What the task requires:
Would you reproduce all of the entries exactly?

--- Extracted material Enclosed Below ---

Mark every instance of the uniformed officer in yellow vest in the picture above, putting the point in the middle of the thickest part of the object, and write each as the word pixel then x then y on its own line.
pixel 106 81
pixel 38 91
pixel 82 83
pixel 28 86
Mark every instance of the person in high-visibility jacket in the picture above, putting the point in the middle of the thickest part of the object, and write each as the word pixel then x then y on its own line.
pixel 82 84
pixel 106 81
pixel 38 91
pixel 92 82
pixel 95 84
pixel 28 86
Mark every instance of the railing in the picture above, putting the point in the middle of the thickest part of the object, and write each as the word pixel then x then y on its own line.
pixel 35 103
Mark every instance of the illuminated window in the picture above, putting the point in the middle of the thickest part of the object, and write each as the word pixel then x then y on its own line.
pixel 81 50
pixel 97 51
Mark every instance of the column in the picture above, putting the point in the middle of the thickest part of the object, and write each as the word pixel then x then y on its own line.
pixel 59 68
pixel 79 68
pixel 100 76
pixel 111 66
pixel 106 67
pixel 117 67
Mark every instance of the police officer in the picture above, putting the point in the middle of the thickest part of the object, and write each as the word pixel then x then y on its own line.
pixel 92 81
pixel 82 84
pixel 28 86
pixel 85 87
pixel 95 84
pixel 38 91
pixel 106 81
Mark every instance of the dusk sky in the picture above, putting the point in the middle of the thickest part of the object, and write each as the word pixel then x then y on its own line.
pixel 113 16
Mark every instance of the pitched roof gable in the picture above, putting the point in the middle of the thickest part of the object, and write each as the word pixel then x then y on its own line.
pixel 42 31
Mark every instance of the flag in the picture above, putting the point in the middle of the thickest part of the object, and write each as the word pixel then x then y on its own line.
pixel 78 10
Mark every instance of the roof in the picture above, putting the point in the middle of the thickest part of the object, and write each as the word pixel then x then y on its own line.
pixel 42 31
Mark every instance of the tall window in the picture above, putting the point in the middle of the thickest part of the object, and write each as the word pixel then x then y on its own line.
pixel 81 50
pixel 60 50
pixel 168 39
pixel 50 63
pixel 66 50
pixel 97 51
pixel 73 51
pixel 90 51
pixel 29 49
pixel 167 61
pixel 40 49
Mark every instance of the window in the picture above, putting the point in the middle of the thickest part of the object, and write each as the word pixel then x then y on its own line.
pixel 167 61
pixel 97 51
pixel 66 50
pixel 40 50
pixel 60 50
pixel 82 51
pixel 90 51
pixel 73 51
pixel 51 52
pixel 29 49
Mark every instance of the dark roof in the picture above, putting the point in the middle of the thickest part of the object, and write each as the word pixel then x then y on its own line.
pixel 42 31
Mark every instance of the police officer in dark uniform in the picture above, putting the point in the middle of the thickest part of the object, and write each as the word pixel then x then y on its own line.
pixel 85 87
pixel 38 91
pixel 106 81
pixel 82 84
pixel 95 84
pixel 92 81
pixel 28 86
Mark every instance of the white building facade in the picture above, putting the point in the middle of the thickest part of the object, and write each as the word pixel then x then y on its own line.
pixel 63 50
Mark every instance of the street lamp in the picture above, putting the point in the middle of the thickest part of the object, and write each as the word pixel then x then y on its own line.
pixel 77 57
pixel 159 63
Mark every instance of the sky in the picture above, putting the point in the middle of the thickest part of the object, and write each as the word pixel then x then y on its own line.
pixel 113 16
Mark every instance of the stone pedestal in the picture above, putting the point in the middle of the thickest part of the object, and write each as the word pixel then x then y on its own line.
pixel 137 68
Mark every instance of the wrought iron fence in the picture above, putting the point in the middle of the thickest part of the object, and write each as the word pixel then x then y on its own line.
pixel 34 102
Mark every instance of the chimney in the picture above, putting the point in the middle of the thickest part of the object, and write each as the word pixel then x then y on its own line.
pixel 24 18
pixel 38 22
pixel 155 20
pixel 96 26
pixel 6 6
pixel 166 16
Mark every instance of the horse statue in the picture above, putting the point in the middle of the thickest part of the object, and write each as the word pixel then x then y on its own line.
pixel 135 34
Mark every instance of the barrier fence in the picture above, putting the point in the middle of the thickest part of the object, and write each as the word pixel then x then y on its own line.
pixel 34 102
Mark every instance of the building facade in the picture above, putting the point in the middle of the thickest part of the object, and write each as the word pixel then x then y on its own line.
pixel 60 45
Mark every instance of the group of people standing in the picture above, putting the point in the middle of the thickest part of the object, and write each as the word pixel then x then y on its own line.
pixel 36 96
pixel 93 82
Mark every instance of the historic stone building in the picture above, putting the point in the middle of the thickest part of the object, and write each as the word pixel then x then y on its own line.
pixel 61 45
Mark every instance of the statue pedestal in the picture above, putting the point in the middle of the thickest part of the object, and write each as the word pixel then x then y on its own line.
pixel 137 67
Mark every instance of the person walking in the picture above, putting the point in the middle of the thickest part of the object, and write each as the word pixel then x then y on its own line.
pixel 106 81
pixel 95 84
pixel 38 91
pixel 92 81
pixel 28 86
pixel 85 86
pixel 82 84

--- End of Enclosed Extracted material ---

Exercise output:
Mark every instance of the uniformed officer in yellow vest in the picture above, putting the point in the middle of the thickest part of the object, and write each as the word pixel then x then y on its own line.
pixel 106 81
pixel 38 91
pixel 82 83
pixel 28 86
Mark every instance of the person in high-visibility jacket in the picture above, putting the point in the middle of the thickest part of the object, and write each as the word pixel then x then y on its own line.
pixel 82 84
pixel 106 81
pixel 38 91
pixel 92 82
pixel 95 84
pixel 28 86
Mark every instance of the railing in the picture above, putting the point in the middle of the thickest part of the object, and write each as the word pixel then x then y on its own line.
pixel 35 103
Mark every instance of the illuminated window in the picture above, putting the point in the middle of the thickest part of the object, and write each as the word pixel then x then y on its own line.
pixel 81 50
pixel 97 51
Mark every instance of the column in the picture above, putting the point in the middle of the thickest part of the object, and write each as the word pixel then x then y on its own line.
pixel 59 68
pixel 79 68
pixel 100 76
pixel 111 66
pixel 106 67
pixel 117 67
Mark every instance of the police officer in the picture above, putting the point in the middle of the thickest part of the object, and write each as the word pixel then x then y on its own line.
pixel 92 81
pixel 82 84
pixel 28 86
pixel 85 87
pixel 95 84
pixel 38 91
pixel 106 81
Mark every instance of the dusk sky in the picture above, putting the point in the middle of the thickest part of the object, and write each as the word pixel then x then y on its own line.
pixel 113 16
Mark every instance of the pitched roof gable in the picture above, putting the point in the middle of the thickest part of the object, and write each as the word pixel then x then y on its own line.
pixel 42 31
Mark every instance of the flag in the picture above, putting the point in the middle of the thickest part of the object, and write each as the word pixel then x then y on its own line.
pixel 78 10
Mark every instance of the roof in the picture above, putting the point in the middle of the thickest part of the object, and write each as the word pixel then x then y on its own line.
pixel 42 31
Mark every instance of the tall window in the picture above, putting the point in the middle of the thickest part of the object, and write each as the word pixel then x then y on its own line.
pixel 81 50
pixel 60 50
pixel 168 39
pixel 50 63
pixel 66 50
pixel 97 51
pixel 73 51
pixel 90 51
pixel 29 49
pixel 167 61
pixel 40 49
Mark every instance of the window in the picture above, putting the point in the middle of the thickest part of the object, and write each as the word pixel then x then y on its own line.
pixel 167 61
pixel 97 51
pixel 66 50
pixel 40 50
pixel 60 50
pixel 82 51
pixel 90 51
pixel 73 51
pixel 51 52
pixel 29 49
Mark every instance of the dark roof in the picture above, putting the point in the middle of the thickest part of the object, and write each as the word pixel then x then y on its own line.
pixel 42 31
Mark every instance of the police officer in dark uniform in the picture above, putting the point in the middle of the thickest part of the object, and write each as the word pixel then x then y on its own line.
pixel 85 87
pixel 38 91
pixel 106 81
pixel 82 84
pixel 95 84
pixel 92 81
pixel 28 86
Mark every instance of the white building facade in the picture above, putting the point in the middle of the thickest part of the object, and write each as the word pixel then x then y on its own line.
pixel 63 50
Mark every instance of the street lamp in the picture above, putting the point in the middle of the thickest part of the object, and write each as the word pixel then x then y on its own line.
pixel 77 57
pixel 159 63
Mark every instance of the sky in the picture above, putting the point in the middle of the thickest part of the object, and write each as the word pixel then x then y on its own line.
pixel 113 16
Mark every instance of the stone pedestal in the picture above, putting the point in the middle of the thickest part of the object, and write each as the word pixel then x then y on its own line.
pixel 137 68
Mark every instance of the wrought iron fence in the picture above, putting the point in the middle of the thickest part of the object, and write each as the word pixel then x then y on its own line.
pixel 34 102
Mark every instance of the chimney in the picture above, putting the point in the middle of the thickest part of the object, and write each as the word pixel then x then y on its own line.
pixel 24 18
pixel 38 22
pixel 155 20
pixel 96 26
pixel 6 6
pixel 166 16
Mark every instance of the horse statue in the picture above, putting the point in the middle of the thickest part of the object, and write each as the word pixel then x then y on its own line.
pixel 135 34
Mark every instance of the barrier fence in the picture above, putting the point in the middle of the thickest part of the object, and write each as the word pixel then x then y on its own line.
pixel 34 102
Mark every instance of the building facade in the picture above, putting the point in the middle of the thickest part of the object, and write each as the word pixel then x then y on its own line.
pixel 60 45
Mark every instance of the group of people standing in the picture above, putting the point in the middle of the thickest part of the object, and write each as the word pixel then x then y on its own line.
pixel 36 96
pixel 93 82
Mark every instance of the historic stone building in the picture above, putting the point in the middle of the thickest part of the object, and write each as the word pixel then x then y on its own line.
pixel 61 45
Mark every instance of the statue pedestal in the picture above, putting the point in the middle of the thickest part of the object, and write each as the word pixel then x then y on its own line.
pixel 137 67
Mark every instance of the person walking in the picture above, putting the point in the middle of the thickest part of the object, and write each as the word pixel then x then y on its own line.
pixel 106 81
pixel 95 84
pixel 38 91
pixel 92 81
pixel 28 86
pixel 85 86
pixel 82 84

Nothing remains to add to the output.